Work to complete: Skip the pictures and repeat each line of the data exactly.

─── Source records ───

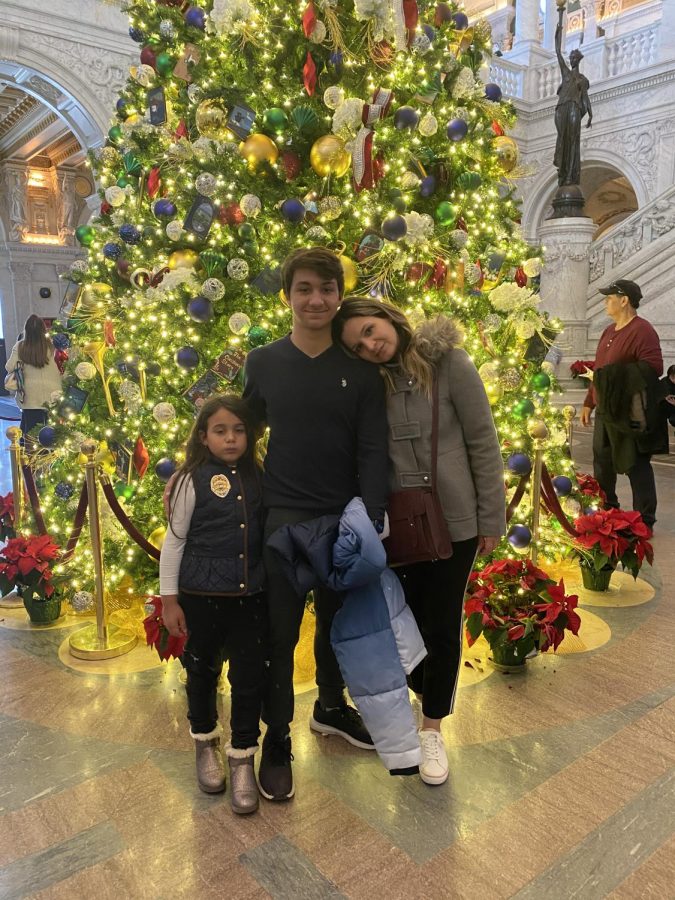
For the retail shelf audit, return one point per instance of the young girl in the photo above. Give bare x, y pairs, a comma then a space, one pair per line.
211, 581
41, 377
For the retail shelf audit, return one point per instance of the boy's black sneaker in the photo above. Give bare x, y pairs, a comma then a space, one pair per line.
344, 721
275, 775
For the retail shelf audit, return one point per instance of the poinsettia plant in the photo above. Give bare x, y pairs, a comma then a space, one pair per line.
513, 601
156, 632
608, 537
7, 517
25, 561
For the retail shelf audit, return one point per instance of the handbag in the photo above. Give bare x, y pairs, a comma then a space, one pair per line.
418, 531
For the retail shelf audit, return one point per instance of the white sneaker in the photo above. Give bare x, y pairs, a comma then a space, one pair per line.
434, 768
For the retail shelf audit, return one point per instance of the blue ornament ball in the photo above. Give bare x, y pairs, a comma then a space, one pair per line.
563, 485
164, 468
394, 228
60, 341
112, 250
457, 129
63, 490
164, 208
406, 117
519, 536
129, 234
293, 210
195, 17
493, 92
427, 186
187, 358
200, 309
47, 436
519, 463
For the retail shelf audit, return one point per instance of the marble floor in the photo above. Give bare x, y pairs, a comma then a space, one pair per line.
562, 781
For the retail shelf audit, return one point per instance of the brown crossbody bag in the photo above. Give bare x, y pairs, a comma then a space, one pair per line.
417, 528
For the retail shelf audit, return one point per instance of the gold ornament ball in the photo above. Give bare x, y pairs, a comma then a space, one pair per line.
93, 293
183, 259
211, 121
157, 537
506, 151
258, 148
351, 273
494, 391
329, 156
538, 429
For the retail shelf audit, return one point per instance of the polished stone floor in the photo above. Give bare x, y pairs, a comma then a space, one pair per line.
562, 781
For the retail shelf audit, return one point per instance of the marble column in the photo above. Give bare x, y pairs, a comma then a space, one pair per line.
667, 31
564, 281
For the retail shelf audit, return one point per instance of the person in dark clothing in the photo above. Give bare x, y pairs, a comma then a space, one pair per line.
667, 395
328, 443
212, 583
630, 339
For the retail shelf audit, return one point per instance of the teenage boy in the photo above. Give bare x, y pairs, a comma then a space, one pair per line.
328, 443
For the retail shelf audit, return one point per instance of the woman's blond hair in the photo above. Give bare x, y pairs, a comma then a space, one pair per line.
408, 357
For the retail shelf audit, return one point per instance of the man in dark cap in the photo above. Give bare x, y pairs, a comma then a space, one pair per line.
625, 395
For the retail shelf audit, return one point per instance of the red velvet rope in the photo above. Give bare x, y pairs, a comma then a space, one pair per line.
551, 501
34, 499
517, 496
80, 513
127, 524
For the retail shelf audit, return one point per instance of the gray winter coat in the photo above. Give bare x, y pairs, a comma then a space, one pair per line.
470, 468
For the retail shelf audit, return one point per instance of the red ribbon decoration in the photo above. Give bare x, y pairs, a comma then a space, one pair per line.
309, 74
153, 182
181, 131
308, 20
141, 458
109, 334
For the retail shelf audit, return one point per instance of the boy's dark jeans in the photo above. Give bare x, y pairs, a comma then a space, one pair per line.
220, 628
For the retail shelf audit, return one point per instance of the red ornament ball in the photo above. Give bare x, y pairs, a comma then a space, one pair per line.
291, 164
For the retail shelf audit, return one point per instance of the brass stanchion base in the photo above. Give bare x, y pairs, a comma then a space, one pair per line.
85, 644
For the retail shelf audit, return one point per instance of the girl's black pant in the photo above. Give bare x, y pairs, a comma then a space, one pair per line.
219, 629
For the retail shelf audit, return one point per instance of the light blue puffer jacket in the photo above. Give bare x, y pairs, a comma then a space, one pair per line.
374, 635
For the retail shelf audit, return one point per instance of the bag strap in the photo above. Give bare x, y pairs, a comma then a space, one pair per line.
434, 432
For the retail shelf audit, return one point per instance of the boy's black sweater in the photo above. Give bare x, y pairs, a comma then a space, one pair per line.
328, 428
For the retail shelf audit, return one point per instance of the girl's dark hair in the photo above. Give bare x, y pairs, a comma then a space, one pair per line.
197, 453
35, 348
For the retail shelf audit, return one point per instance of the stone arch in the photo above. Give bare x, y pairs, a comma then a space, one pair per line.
65, 95
542, 189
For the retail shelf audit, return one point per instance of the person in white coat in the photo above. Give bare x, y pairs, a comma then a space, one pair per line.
40, 374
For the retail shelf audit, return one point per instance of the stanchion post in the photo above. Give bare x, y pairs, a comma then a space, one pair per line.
569, 414
537, 430
14, 435
102, 641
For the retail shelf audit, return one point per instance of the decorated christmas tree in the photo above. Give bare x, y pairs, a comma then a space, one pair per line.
248, 129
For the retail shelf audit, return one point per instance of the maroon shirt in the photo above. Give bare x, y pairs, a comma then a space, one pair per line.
635, 342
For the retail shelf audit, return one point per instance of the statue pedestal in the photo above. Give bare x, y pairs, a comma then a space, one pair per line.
564, 283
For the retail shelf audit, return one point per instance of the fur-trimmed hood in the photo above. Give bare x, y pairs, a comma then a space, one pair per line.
435, 337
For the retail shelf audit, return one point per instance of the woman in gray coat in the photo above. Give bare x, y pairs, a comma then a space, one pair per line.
470, 483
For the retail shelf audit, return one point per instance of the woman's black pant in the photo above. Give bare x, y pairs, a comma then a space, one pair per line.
434, 592
220, 628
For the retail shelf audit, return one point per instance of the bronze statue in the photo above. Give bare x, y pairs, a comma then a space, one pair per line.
573, 105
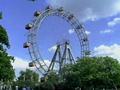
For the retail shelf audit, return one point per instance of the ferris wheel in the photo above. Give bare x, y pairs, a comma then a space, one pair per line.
33, 46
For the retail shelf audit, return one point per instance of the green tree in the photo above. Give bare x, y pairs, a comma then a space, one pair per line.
6, 69
28, 78
95, 72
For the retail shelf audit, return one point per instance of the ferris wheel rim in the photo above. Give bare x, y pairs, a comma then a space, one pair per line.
34, 49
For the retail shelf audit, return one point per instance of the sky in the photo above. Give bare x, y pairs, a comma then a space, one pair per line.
101, 19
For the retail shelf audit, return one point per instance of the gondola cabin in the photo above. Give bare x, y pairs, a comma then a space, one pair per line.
70, 17
28, 26
31, 64
37, 13
26, 45
48, 8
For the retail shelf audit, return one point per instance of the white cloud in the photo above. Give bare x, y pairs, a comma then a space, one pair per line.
53, 48
71, 31
89, 9
88, 32
106, 31
114, 22
104, 50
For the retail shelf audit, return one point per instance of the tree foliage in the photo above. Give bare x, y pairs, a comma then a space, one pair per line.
6, 69
96, 72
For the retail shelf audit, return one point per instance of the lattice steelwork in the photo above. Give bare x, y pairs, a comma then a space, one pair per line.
33, 27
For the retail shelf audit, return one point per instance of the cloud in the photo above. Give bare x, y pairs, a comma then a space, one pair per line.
88, 9
106, 31
114, 22
104, 50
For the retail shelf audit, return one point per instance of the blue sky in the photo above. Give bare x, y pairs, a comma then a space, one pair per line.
101, 20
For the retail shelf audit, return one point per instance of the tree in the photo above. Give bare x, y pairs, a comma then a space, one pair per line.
28, 78
6, 69
95, 72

───

Result:
For the retail shelf audit, return one point per instance of the young girl in the photo above. Give bare x, y pairs, a comma then a space, one pair per line.
211, 581
41, 377
For the retail shelf audit, return one point per instance of the boy's black sneaker in the photo above. Give bare x, y pairs, a comma then a space, one pair per line.
344, 721
275, 775
For the retail shelf audit, return one point per instance of the poinsettia plant in the photo above. Give bare x, y pairs, a comma then a space, one pair per line.
513, 601
156, 632
608, 537
7, 517
25, 561
For the retail shelf audit, return one point per instance of the handbag in the photo above. Give bare x, y pairs, a comma then a space, one pair per line.
418, 531
For the retail shelf audit, return one point per instance of the white sneaker in the photo above. Give bare x, y pairs, a comma then a space, one pair per line.
434, 768
For the retail shelf audit, return one point per instance of the blue ornament ball in the photo above. Give bare x, y pairs, a comma then a space, one pair per line.
563, 485
164, 468
394, 228
60, 341
112, 250
457, 129
63, 490
164, 208
406, 117
519, 536
129, 234
293, 210
195, 17
493, 92
427, 186
187, 358
200, 309
47, 436
519, 463
For the retail shelf audit, return one point per instance of the marble floor in the photo above. Give bare x, y pairs, a comma then a space, one pair per line.
562, 781
For the retail shelf audit, return one point per instance of the brown crossbody bag in the photo above. Give bare x, y pairs, a comma then a space, one pair per line.
417, 528
For the retail shelf audit, return one point per instance of the gold ornament ball in the photo above. Give bare x, y pairs, a comma then a space, one pair per line.
93, 293
183, 259
211, 121
157, 537
506, 151
258, 148
351, 273
494, 391
329, 156
538, 429
For the retail shelf audit, return one point per instance of the polished stone floor in the photo above. Give bare x, y pairs, a comma then a space, one pair per line.
562, 781
For the retail shelf audit, return one point per instance of the marble column in the photo above. Give bare x, y pairs, a comma then a space, one pair per line.
667, 31
564, 281
For the retail shelf audit, return one point per instance of the person in dark clothing in the photo above. Give bare x, y pairs, a comma then a space, one pair per line.
667, 395
328, 443
212, 583
630, 339
For the retail shelf audit, return one point per instance of the teenage boy in the photo above. Give bare x, y pairs, a comma then a space, one pair per line.
328, 443
For the retail shelf audit, return one point per instance of the woman's blond hair in the photo above. Give bare x, y pairs, a comma then a space, one pair per line.
408, 357
For the retail shelf audit, return one point per instance of the man in dark cap in the photo above. Give bare x, y pairs, a comma then a space, one pair per line.
625, 395
For the retail shelf audit, return one point per instance of the red velvet rope in the photo above. Give bare x, y pairs, a comma then a space, one pair per line.
551, 501
34, 499
517, 496
80, 513
127, 524
For the retail shelf audit, return one point per instance of the gray winter coat in the photo above. Give bare x, y pairs, a comma then a space, one pair per line.
470, 468
For the retail shelf audit, return one point per instance of the red ribbon decoration in the photo above. Give bare x, y pairs, a comma then a space, one pair per line.
309, 74
153, 182
181, 131
308, 20
141, 458
109, 334
For the retail shelf audit, return one point per instance of the boy's dark jeans in the photo above. Give bare x, y pairs, a comma then a space, one pair per line.
220, 628
For the retail shelf audit, return one point per instance of the red ornament ball in the photo above. Give bare x, y pairs, a comma then a space, one pair per line.
291, 164
For the retail shelf audit, return one point per instance of the brass stanchion base in the photo above. Give bare x, y pairs, a comma then a space, one pair per line.
85, 644
For the retail shelf audit, return one point per instance of the girl's black pant in the photo above. Give bare x, y pairs, a comma then a space, one pair per line.
219, 629
For the retail shelf audit, return one point per instance of the light blue puffer jacket in the photo above. Give bare x, y pairs, a comma then a space, one pair per line.
374, 635
For the retail shelf audit, return one point per instance of the bag strap in the photo above. Give bare x, y pairs, a comma then a space, one pair per line.
434, 432
For the retail shelf audit, return one point per instance of the boy's black sweater in the photo above. Give bare x, y pairs, a comma then a space, one pair per line.
328, 428
For the retail shelf audit, return one point per instance of the girl's dark hair in the photo above. Give bare x, y pairs, a comma then a space, one pair per line.
197, 453
35, 348
For the retail shelf audit, return one point per instance of the stone arch in the photo above. Give bare x, y pairs, a comma then a space, one pair per line.
65, 95
542, 189
For the retail shelf audit, return one point per instance of the person in white coat in the photo above. Give bare x, y pairs, a comma then a space, one pair per line.
40, 374
For the retail shelf audit, return one point per instance of the stanchion post in the photo above. Give bare x, y pairs, a comma then a space, one pair per line.
569, 414
537, 430
14, 435
102, 641
For the retail shelf audit, return one point per instance of the decorated christmas tree in the photo above. Give bare x, y pairs, a comma then a space, one pair per line.
248, 129
For the retail shelf audit, return one point per instance of the maroon shirt in the photo above. Give bare x, y pairs, a comma then a space, one pair per line.
635, 342
For the retail shelf audit, return one point per instance of the statue pedestal in the photo above. Give bare x, y pairs, a comma then a space, one pair per line.
564, 283
For the retail shelf audit, return one point per instance of the fur-trimmed hood in the photo above. Give bare x, y pairs, a comma then a space, one pair per line.
435, 337
For the retail shelf audit, return one point per instance of the woman in gray coat in the photo above. Give bare x, y pairs, a comma then a space, one pair per line.
470, 483
For the retail shelf audit, return one point per instance of the woman's black pant in the photo above. Give bare x, y pairs, a comma then a space, one pair per line.
434, 592
220, 628
For the retail shelf audit, return one point per instance of the bronze statue in the photo above. Give bare x, y pairs, a comma then a space, one pair per line.
573, 105
For the retail shelf audit, return one point per instance of the ferris wheel in the photo above. Give bare x, y pairs, a comma then a space, one pair per line.
33, 46
For the retail shelf audit, return one point per instance of the green tree in the photo above. Give bare x, y pairs, a comma then a space, one pair per line.
6, 69
28, 78
95, 72
For the retail shelf audit, return one point per instance of the ferris wheel rim in the photo above. Give bare x, y pairs, a comma then a space, one pair per line.
34, 49
For the retail shelf audit, return one point per instance of the sky in the photo above. Give bare x, y pairs, a comma then a space, one pair per line.
101, 19
For the retail shelf audit, return one point per instance of the gondola cabin in the photo above. Give bare x, y pairs, a comma then a space, one pair per line.
70, 17
28, 26
31, 64
37, 13
26, 45
48, 8
For the retail shelf audit, return one point per instance of the white cloud in the photo above. Give bare x, y pairs, a comma then a space, one pair per line.
53, 48
71, 31
89, 9
88, 32
106, 31
114, 22
104, 50
For the retail shelf audit, return one point per instance of the tree foliage in the photo above. Give bare x, y pairs, a comma then a space, one pair per line.
6, 69
96, 72
For the retail shelf audit, return one point per instance of the lattice steelwork in the photo above. Give bare x, y pairs, a comma then a space, one pair per line.
33, 27
For the retail shelf audit, return one point per instance of the cloud in the photo above. Give bare x, y pairs, a comma then a space, one pair per line.
88, 9
106, 31
114, 22
104, 50
For the retail shelf audit, return one point per instance of the blue sky in the photo above. Give bare x, y pairs, a comma then a space, one pair per line.
101, 20
For the retail shelf audit, return one point per instance of the tree in the photo above. Give bare x, y pairs, a comma then a space, one pair per line.
28, 78
6, 69
95, 72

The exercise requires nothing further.